> STORED ROWS:
__________________________________________________

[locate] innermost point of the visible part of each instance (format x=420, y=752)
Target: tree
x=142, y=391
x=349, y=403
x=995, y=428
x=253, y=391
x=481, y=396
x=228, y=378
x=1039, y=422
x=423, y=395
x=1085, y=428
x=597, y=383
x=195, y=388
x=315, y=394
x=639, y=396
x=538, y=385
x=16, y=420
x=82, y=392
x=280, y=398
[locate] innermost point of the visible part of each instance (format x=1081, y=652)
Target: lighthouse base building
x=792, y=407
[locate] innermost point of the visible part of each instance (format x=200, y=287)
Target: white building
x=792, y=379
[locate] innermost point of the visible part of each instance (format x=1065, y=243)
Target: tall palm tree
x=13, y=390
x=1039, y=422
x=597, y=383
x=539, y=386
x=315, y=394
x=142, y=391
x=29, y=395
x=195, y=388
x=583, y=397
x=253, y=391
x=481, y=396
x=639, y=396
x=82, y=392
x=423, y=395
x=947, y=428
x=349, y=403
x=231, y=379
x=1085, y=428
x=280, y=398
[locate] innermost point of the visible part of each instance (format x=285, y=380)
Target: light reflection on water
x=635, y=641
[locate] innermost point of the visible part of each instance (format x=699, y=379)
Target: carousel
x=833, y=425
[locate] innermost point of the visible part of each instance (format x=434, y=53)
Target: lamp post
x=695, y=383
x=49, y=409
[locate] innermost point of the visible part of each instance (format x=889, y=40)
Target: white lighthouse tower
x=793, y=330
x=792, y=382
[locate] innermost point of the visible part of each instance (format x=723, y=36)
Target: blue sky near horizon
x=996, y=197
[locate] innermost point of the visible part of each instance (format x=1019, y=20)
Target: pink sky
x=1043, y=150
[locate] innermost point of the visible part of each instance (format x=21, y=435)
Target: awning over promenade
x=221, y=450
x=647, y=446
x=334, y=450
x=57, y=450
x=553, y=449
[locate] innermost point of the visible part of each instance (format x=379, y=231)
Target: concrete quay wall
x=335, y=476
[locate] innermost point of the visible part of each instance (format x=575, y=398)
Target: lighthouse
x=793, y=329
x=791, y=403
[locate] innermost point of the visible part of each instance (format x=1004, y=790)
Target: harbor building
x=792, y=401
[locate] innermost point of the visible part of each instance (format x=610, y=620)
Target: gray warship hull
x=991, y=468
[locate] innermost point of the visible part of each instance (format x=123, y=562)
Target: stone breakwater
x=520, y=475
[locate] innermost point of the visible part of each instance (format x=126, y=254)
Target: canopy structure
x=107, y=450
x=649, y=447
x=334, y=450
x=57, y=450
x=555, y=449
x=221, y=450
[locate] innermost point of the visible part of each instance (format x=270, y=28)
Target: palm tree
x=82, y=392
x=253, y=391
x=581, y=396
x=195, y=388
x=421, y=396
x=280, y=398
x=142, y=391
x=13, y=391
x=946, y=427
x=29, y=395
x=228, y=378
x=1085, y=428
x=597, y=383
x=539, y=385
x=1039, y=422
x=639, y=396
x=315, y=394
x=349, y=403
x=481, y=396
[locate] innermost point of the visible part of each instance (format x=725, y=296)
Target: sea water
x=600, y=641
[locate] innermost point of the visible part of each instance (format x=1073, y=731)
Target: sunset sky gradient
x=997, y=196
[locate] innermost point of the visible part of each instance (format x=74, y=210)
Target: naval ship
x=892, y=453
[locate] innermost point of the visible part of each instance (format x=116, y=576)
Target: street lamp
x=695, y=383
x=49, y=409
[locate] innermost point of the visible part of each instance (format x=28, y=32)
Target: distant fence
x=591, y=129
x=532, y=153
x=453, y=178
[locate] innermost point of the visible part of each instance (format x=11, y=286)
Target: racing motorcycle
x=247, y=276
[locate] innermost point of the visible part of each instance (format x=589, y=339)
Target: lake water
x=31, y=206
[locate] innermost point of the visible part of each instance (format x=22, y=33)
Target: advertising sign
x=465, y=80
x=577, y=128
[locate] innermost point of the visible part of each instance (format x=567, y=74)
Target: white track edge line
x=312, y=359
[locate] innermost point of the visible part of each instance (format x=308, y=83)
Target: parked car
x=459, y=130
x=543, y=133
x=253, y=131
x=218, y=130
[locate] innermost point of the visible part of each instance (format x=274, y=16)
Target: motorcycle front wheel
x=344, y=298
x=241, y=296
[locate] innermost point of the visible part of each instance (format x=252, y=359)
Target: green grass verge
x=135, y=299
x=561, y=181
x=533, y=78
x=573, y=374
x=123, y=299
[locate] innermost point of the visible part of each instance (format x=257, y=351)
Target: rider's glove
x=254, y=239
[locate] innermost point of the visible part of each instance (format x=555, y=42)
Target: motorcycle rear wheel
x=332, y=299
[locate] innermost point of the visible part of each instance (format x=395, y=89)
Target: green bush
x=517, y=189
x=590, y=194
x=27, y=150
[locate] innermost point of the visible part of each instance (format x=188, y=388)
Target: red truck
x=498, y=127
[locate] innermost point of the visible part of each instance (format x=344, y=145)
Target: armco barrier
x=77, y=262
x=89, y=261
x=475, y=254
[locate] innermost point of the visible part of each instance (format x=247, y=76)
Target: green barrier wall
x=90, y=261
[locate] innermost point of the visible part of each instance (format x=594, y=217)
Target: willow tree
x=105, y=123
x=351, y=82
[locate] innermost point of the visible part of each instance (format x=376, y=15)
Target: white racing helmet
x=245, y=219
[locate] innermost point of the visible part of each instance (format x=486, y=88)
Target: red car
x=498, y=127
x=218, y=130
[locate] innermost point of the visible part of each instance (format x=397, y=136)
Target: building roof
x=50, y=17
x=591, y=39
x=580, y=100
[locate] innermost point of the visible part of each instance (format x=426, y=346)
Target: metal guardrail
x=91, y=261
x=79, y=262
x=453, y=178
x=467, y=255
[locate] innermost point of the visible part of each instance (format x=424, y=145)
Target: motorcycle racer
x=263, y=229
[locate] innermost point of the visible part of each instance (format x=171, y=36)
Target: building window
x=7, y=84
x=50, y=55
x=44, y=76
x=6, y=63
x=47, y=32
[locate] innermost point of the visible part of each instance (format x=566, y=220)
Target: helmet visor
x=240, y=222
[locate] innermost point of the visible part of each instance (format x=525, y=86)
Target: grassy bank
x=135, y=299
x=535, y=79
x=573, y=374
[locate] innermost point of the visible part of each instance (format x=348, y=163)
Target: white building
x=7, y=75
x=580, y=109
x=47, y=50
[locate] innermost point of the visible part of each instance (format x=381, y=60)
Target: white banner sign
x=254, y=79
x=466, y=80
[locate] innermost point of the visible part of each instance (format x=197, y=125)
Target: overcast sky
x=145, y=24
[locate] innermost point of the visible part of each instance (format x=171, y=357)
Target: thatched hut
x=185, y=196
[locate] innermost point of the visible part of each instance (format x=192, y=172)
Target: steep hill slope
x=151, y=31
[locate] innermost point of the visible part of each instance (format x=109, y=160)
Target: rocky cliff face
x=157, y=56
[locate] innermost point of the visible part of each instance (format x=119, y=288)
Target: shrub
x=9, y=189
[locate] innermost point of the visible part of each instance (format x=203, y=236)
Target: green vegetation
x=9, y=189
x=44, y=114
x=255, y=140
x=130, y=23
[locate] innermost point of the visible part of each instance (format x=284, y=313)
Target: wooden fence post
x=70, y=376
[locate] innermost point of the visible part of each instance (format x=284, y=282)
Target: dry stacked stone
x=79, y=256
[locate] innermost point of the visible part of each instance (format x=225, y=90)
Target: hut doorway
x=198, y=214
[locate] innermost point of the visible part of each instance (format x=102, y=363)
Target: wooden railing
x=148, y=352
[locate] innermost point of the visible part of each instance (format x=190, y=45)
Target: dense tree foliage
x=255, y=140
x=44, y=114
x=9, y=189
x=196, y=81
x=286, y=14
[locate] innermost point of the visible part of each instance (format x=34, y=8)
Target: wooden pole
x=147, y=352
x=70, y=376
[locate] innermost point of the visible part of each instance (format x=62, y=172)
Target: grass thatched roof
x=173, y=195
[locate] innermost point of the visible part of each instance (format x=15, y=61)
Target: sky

__________________________________________________

> PROBLEM TO WORK ON: Swap "wooden" for "timber" in the records from the line with "(format x=102, y=363)" through the end of the records, leaving everything else unchanged, and give back only those lines.

> TASK RESPONSE:
[locate] innermost point of the visible part of each instance (format x=102, y=363)
Target: timber railing
x=148, y=352
[locate] innermost point of the visible part of each instance (format x=190, y=45)
Target: dense tree foliage
x=255, y=140
x=44, y=114
x=9, y=189
x=196, y=81
x=286, y=14
[locate] innermost point of the visible part of each instance (format x=34, y=8)
Target: timber pole
x=147, y=352
x=70, y=376
[locate] innermost point of the visible part of each instance (format x=62, y=172)
Target: grass thatched roof
x=173, y=195
[locate] innermost point of the visible part of each instance (format x=15, y=61)
Target: sky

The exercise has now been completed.